* Aim of the exercise
Rewrite each of the following rows with "thickest part" swapped for "widest part", leaving everything else unchanged.

* Given information
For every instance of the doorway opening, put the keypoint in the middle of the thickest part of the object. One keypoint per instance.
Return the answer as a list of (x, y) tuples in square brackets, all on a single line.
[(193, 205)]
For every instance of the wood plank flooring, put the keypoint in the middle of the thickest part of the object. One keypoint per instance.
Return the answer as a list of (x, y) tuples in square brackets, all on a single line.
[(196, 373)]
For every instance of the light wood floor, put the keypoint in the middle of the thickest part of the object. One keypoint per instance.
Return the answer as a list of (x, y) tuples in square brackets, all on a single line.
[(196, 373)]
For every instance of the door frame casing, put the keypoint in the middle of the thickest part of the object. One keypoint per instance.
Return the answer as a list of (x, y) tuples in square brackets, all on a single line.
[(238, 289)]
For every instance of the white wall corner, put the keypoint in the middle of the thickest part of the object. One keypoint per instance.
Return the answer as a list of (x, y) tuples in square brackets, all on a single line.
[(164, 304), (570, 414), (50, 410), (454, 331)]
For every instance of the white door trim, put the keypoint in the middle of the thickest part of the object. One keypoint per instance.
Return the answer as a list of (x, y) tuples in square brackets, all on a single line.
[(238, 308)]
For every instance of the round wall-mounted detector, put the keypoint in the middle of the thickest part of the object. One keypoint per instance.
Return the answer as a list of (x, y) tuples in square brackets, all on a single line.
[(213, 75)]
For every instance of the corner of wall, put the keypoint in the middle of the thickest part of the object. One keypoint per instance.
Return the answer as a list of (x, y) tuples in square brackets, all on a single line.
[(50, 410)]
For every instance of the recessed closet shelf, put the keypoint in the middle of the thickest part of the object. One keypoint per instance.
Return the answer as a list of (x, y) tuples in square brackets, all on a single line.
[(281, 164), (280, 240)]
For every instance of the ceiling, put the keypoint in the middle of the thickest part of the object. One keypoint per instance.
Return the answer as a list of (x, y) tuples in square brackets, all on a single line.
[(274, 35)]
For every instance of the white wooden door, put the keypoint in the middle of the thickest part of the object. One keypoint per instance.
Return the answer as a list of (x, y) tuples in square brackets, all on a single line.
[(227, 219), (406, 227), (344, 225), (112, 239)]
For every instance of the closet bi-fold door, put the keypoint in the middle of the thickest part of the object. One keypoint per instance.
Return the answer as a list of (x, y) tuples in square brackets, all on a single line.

* Finished exercise
For every instance of the doorway opening, put the keypoint in the middle of the widest part of the object. One keypoint per instance.
Return the answer as a list of (x, y) tuples in square brackets, all on a single line.
[(193, 205)]
For every instance of the wood plank flooring, put the keypoint in the middle of the widest part of the object. One keypoint per instance.
Return the answer as a list of (x, y) tuples in square brackets, all on a single line.
[(196, 373)]
For every instance of the light wood floor, put the keypoint in the middle of the widest part of the object. One keypoint per instance.
Return the answer as a list of (x, y) tuples in square brackets, all on a single line.
[(196, 373)]
For every instance of the door frame casing, put the keypoint in the middle of the widest part of the object. One keypoint per instance.
Return the answer as a list of (x, y) tuples in square brackets, all on a single line.
[(238, 289)]
For every instance of the white wall corner, put the keypoint in the middle of the widest part of the object. One keypoint per instance.
Return the answer as a list of (x, y) tuples in square brackets, all on a single line.
[(164, 304), (570, 414), (50, 410), (454, 331)]
For every instance of the white door trim, put the keypoint in the middle of the widest part of the object. One keypoint per instance.
Return the answer as a list of (x, y) tuples in square brackets, all on a single line.
[(238, 308)]
For every instance of the round wall-mounted detector, put the keypoint in the middle of the widest part of the object. One keypoint per instance.
Return the answer as a list of (x, y) tuples in square brackets, all on a single line.
[(213, 75)]
For every instance of the corner of wall, put the keypoint in the middle of the widest part of the object. One keypoint per instance.
Return the answer as a list of (x, y) tuples in square brackets, all on a single line.
[(50, 410)]
For every instance of the recessed closet shelf, put the keypoint in the middle of the widest part of the object. One keypoint per instance.
Return the answer as a list of (x, y) tuples in square brackets, all on a single line.
[(281, 164), (280, 240)]
For every instance of the ceiling, put the keypoint in the middle of the widest part of the object. One keypoint per instance.
Return the answer as a list of (x, y) tuples in square brackets, all on a single line.
[(274, 35)]
For every instance of the white wooden door, put the keypoint in the middle of the widest part of the object. One keypoint per instance.
Return the answer as a list of (x, y) tuples in square brackets, all on a single line.
[(227, 219), (406, 227), (344, 225), (112, 239)]
For every instance of the closet bi-fold door, put the keypoint in the middle of the widest part of the object. One keypoint per instance.
Return the answer as a list of (x, y) tuples in square brackets, all on a single line.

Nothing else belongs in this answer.